- [HOW TO COMPLETE THIS TASK]: Note each line of the entries that includes "distant". Then copy those lines.

- [INPUT DATA]:

○ ○ ○ ○ ○

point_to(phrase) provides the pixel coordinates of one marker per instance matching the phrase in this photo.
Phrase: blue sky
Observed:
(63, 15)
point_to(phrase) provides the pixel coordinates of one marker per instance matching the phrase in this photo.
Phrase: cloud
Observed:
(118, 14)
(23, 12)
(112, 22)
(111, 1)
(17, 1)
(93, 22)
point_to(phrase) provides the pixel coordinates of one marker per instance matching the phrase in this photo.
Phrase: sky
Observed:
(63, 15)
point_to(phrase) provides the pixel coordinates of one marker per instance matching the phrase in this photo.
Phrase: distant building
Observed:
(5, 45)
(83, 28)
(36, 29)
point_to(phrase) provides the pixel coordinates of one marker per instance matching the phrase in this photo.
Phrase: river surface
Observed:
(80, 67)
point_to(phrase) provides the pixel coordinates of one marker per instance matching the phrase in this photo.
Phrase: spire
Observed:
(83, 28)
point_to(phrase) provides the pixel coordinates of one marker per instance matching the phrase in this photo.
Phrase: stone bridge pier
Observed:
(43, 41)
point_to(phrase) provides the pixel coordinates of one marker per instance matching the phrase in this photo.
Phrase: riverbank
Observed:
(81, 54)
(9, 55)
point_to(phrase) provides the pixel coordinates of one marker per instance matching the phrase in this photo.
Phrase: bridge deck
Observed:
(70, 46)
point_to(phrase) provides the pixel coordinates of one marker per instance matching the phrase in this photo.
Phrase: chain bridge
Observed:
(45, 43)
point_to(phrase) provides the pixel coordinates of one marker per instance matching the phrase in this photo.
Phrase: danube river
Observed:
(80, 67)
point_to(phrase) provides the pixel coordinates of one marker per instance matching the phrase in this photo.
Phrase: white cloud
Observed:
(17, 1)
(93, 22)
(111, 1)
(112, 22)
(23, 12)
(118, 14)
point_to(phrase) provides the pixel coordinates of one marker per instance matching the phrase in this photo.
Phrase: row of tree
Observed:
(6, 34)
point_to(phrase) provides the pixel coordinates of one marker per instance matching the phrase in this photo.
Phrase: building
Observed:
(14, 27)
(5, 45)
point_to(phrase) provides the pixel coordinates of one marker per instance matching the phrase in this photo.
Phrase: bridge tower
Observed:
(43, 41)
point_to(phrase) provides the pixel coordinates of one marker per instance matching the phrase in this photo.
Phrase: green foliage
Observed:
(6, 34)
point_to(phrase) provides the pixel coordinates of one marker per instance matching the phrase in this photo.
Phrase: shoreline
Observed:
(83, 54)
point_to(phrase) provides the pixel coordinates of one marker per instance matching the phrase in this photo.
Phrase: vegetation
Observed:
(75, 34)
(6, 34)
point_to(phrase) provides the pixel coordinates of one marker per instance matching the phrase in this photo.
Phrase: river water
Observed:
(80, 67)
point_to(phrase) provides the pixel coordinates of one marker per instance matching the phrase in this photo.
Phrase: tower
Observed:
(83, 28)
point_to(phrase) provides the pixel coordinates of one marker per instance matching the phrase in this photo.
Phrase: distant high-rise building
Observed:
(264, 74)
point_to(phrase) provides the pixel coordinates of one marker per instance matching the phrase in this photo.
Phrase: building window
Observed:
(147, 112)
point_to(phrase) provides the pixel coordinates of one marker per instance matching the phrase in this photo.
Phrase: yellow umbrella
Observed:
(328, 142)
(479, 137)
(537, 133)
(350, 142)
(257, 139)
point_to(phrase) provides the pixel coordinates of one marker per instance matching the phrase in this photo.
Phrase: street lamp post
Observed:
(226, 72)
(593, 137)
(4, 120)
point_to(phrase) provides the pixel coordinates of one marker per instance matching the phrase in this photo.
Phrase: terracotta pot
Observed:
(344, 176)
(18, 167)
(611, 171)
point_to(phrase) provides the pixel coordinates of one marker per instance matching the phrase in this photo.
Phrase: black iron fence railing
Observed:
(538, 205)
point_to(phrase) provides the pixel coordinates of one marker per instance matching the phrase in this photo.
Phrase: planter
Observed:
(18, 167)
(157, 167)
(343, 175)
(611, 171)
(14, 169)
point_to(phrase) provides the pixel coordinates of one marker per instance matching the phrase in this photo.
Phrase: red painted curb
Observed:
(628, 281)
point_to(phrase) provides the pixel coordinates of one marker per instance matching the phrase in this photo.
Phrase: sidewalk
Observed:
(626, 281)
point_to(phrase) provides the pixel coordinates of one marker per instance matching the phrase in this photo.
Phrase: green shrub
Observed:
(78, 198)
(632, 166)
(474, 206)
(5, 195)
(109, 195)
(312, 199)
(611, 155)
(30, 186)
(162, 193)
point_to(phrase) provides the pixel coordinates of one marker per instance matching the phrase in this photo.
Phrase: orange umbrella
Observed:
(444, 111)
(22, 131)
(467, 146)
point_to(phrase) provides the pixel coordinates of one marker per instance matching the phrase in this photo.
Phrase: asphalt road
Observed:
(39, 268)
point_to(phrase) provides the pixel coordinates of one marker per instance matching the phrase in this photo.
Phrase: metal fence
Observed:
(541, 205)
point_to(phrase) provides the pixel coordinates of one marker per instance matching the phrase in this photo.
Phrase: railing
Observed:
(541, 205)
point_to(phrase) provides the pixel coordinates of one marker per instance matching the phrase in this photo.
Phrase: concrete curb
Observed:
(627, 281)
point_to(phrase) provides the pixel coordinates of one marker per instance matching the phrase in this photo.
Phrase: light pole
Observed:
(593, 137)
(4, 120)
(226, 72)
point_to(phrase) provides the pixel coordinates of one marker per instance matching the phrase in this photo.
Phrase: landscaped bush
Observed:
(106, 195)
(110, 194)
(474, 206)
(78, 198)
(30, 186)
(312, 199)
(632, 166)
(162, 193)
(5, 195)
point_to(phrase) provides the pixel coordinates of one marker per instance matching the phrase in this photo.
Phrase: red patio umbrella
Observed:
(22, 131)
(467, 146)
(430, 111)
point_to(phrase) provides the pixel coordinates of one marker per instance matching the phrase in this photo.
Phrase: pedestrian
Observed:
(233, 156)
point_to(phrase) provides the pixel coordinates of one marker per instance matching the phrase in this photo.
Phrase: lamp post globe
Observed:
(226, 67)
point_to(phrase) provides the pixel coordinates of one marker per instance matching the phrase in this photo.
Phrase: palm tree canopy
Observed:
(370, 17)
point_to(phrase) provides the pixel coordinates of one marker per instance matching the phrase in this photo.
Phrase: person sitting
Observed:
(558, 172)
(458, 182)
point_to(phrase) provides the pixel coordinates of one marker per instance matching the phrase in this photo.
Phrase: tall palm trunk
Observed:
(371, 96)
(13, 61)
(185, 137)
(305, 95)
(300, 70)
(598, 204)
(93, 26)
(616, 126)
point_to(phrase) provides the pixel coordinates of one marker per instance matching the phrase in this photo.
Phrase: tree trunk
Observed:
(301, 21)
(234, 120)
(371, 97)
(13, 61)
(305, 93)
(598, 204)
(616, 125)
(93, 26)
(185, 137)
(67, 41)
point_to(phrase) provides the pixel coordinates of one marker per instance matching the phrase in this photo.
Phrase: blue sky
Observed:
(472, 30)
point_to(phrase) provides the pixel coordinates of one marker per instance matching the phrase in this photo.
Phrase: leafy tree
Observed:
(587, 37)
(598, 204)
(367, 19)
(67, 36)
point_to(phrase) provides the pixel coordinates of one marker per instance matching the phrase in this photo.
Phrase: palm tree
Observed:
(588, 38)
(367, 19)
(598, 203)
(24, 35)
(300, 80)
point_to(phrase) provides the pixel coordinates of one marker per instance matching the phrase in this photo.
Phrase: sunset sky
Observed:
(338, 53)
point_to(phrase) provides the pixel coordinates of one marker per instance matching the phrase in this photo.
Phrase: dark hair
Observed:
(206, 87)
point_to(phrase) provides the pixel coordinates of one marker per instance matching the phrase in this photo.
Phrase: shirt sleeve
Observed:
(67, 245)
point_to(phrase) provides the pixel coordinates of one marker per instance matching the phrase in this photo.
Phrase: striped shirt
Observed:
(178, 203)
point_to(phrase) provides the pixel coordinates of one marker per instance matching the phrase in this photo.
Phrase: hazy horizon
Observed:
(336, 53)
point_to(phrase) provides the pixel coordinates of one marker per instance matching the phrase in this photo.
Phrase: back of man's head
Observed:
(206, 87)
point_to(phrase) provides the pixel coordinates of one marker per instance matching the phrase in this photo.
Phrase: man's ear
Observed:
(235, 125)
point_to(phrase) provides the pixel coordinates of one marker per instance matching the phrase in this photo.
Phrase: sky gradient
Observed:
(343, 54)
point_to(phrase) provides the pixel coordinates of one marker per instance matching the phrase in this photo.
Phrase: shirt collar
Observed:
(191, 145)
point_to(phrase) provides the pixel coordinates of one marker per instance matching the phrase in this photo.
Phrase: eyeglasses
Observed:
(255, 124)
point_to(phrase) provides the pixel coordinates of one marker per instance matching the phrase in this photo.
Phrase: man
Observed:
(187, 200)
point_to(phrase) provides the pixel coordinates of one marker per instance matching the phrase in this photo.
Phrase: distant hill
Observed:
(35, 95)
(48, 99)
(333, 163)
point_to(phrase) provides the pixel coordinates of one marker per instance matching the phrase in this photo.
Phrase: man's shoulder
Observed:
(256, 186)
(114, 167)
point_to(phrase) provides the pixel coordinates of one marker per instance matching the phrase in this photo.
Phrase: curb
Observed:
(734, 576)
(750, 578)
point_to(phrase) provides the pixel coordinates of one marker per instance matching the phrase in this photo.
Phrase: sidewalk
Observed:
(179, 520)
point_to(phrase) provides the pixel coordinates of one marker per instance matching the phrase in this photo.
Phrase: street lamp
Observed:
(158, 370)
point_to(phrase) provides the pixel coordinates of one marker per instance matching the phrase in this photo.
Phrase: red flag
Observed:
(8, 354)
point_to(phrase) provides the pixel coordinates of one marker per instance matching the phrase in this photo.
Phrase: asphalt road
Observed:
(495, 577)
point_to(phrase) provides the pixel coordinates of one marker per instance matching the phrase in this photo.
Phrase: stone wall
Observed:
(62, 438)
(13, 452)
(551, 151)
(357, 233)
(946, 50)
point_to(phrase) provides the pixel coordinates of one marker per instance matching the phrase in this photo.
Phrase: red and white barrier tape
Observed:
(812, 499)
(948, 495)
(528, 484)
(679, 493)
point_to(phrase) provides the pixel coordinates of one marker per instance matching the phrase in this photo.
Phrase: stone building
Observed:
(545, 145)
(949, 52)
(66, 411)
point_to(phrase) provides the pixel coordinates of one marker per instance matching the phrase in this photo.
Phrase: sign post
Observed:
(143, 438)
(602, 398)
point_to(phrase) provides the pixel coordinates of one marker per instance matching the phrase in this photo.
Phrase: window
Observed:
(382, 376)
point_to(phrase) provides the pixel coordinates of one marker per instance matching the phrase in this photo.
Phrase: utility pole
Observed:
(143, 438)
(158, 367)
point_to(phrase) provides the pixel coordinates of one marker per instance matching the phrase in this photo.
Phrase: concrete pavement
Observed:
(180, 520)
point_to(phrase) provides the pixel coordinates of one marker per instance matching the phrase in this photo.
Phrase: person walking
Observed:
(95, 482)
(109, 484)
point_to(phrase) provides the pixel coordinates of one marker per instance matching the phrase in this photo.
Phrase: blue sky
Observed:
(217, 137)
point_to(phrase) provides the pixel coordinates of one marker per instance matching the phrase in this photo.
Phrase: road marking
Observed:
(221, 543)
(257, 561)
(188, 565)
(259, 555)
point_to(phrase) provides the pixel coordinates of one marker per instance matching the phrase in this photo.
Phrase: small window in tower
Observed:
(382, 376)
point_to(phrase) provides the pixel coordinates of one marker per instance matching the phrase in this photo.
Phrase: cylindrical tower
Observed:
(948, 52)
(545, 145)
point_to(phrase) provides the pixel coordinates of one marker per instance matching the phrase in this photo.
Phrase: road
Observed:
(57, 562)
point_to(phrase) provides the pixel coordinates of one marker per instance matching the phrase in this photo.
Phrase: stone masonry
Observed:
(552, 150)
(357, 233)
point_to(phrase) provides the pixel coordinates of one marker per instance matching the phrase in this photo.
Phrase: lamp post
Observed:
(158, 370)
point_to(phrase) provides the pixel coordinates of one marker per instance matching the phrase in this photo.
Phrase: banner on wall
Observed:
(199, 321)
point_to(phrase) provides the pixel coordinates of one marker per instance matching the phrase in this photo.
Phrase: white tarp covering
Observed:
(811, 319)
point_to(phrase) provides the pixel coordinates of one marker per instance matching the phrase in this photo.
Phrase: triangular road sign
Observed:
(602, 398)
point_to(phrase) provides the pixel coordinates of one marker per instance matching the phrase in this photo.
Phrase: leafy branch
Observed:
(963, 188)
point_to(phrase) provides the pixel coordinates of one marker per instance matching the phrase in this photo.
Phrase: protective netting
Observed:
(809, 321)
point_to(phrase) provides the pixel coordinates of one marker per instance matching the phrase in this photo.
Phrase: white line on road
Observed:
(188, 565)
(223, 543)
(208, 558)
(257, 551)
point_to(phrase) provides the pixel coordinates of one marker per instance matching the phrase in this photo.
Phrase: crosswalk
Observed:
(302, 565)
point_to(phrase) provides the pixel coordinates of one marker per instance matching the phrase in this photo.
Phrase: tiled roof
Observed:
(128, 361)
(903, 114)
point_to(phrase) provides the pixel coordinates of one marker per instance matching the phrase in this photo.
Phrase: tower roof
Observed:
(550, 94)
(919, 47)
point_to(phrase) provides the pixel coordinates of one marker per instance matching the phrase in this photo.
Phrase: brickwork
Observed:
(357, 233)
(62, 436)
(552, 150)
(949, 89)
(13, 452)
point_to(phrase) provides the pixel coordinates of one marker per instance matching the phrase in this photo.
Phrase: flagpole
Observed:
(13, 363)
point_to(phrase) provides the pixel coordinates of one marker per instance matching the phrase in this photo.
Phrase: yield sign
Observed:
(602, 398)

○ ○ ○ ○ ○

- [ANSWER SECTION]:
Phrase: distant building
Phrase: distant high-rise building
Phrase: distant hill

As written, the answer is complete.